Take the line with "Crowdworker instructions: Study the photograph below" and the rest of the lines after it, to the end of the entries, and restate them exactly.

Records from a dataset:

--

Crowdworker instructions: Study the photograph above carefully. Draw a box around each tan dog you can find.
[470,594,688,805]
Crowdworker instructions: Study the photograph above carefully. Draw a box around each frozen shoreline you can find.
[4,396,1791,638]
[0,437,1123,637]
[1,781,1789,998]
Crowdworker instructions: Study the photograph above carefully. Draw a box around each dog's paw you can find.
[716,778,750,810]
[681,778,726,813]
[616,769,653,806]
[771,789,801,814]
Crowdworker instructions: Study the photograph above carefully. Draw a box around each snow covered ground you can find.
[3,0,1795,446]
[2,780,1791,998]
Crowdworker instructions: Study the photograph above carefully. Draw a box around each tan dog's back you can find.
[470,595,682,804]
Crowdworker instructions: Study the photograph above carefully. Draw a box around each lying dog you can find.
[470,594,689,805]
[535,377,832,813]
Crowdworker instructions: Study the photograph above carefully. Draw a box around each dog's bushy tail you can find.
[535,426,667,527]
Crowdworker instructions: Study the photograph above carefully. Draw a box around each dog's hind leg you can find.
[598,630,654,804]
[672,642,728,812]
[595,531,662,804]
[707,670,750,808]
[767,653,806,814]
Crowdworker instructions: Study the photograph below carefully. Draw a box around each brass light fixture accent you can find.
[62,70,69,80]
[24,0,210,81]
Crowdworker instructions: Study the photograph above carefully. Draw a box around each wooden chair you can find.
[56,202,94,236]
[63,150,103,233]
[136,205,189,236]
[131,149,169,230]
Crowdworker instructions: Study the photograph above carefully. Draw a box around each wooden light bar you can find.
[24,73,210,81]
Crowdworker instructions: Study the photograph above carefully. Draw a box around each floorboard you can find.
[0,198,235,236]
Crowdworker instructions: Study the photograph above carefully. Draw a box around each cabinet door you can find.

--

■ RESPONSE FOR THIS EXERCISE ■
Crowdworker instructions: Study the photograph below carefully. Draw a box around each brass light fixture accent you can find.
[62,70,69,80]
[24,0,210,81]
Crowdworker instructions: Study the photograph above carefully. Draw a box around each wooden chair you can find.
[56,202,94,236]
[63,150,103,233]
[136,205,189,236]
[131,149,169,230]
Crowdworker instructions: Study the photograph above carefully. Draw a box around each wooden light bar you can find.
[24,73,210,81]
Crowdworker instructions: Study the photograph above carefully. Draw a box around each floorboard you can find.
[0,198,235,236]
Crowdworker instructions: Study the photograph above carefully. Draw a box around each cabinet door you can find.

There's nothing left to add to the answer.